● **TEXT EXCERPT**:
>> begin
And that it does. On the surface, The Lure is all style and madness, a wild overture into a rather common tragedy of relationships made and lost between lovers and siblings alike. But what Smoczyńska understands, like the best filmmakers dabbling in the musical genre, is that the greatest strength of spontaneous performance is the emotional catharsis it offers. There’s a stark contrast between the industrial black-and-blues of the city and its surrounding bodies of water and the ecstasies of the hedonistic lifestyle they so quickly adopt that Smoczyńska turns into a lens through which she can explore all manner of dialogues about gender, from reclamation to abuse to transition, all while Golden and Silver rip their way through blast-beating ballads encouraging the lecherous denizens of the club to “put your hand deep inside me/ drag me out into dry land.”
That overarching sense of lusting sexuality hums through The Lure, from the many ribald and erotic setpieces throughout between Golden and Silver and the many people who become enraptured by their particular condition for various reasons, but essential to the film’s success is Smoczyńska’s unwillingness to treat Golden and Silver’s respective awakenings as anything more than autonomous choices made by young women becoming aware of how powerful their constantly changing bodies make them. It’s a blunt metaphor, to be sure, but it’s nevertheless effective in no small part because of Olszańska and Mazurek’s starring turns, which fuse burgeoning sexuality with a potent undercurrent of deep longing and angst. They don’t belong in this world, and they know it. But they like it just the same, and that’s the trouble.
On a less heady level, The Lure is also just a hell of a lot of fun from the first moments to the moving finale. The film’s periodic fits of grisly body violence are doled out judiciously enough to hit hard on both the camp and genuine horror levels, and Smoczyńska wisely and carefully metes out the film’s effective, organic CGI only when needed. Sometimes the horrors are left to a carefully placed bit of colloquial sound design or a silhouette of a possibly still-beating heart carried around with teeth. This is a wildly assured debut and a primal jolt of honest-to-God originality that demands to be witnessed.
>> end
● **DATA SHOWN**:
>> begin
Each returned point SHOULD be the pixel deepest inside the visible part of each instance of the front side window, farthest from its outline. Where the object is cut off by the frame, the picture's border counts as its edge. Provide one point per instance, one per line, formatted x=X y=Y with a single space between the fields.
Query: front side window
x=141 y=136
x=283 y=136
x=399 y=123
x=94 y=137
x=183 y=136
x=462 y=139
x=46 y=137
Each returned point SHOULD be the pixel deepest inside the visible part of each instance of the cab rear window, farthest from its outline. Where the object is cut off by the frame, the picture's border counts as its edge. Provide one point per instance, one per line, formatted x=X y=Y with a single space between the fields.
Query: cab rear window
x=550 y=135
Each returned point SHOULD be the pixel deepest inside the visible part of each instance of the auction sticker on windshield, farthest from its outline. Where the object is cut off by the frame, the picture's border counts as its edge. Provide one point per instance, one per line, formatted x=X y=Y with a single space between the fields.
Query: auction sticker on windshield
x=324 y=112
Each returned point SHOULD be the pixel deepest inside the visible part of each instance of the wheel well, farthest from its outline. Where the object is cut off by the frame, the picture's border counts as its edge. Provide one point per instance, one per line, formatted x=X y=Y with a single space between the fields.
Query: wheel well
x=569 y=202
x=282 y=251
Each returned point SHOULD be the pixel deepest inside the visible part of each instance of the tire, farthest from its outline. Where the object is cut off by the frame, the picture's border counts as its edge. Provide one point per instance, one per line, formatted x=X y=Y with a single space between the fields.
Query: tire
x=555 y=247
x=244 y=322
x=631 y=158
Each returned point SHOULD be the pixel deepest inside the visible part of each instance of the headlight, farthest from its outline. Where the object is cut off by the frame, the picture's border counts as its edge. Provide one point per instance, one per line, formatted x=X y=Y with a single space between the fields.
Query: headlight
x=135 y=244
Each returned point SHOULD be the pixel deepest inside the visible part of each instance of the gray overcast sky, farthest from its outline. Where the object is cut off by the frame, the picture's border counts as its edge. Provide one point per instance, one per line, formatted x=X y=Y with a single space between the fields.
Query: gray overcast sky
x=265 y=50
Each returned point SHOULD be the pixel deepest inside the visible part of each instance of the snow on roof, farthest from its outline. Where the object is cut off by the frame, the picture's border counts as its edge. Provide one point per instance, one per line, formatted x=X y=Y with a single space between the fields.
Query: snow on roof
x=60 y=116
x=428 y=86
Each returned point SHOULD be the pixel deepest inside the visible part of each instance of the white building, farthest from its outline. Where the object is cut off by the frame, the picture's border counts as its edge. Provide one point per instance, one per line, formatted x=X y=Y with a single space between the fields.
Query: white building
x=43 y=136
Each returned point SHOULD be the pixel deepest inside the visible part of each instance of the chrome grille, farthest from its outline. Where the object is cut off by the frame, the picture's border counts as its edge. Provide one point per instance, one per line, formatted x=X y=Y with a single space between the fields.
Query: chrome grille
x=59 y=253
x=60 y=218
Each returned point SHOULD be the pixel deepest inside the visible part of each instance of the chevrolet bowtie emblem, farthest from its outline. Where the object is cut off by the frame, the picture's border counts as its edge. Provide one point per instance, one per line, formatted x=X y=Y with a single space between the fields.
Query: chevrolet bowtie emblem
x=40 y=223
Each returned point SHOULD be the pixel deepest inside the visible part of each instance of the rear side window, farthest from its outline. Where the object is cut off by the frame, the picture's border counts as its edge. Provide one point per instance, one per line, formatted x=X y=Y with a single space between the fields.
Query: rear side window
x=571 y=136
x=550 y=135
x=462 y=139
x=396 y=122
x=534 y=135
>> end
● **SET EXERCISE A**:
In the film review, whose starring turns are credited with making the film's blunt metaphor effective?
● **SET EXERCISE B**:
Copy everything in the film review from "That overarching sense" down to "that’s the trouble.", word for word.
● **SET EXERCISE C**:
List every kind of dialogue about gender that the film review says Smoczyńska explores.

● **COMPLETE OUTPUT A**:
Olszańska and Mazurek's starring turns.

● **COMPLETE OUTPUT B**:
That overarching sense of lusting sexuality hums through The Lure, from the many ribald and erotic setpieces throughout between Golden and Silver and the many people who become enraptured by their particular condition for various reasons, but essential to the film’s success is Smoczyńska’s unwillingness to treat Golden and Silver’s respective awakenings as anything more than autonomous choices made by young women becoming aware of how powerful their constantly changing bodies make them. It’s a blunt metaphor, to be sure, but it’s nevertheless effective in no small part because of Olszańska and Mazurek’s starring turns, which fuse burgeoning sexuality with a potent undercurrent of deep longing and angst. They don’t belong in this world, and they know it. But they like it just the same, and that’s the trouble.

● **COMPLETE OUTPUT C**:
- Reclamation
- Abuse
- Transition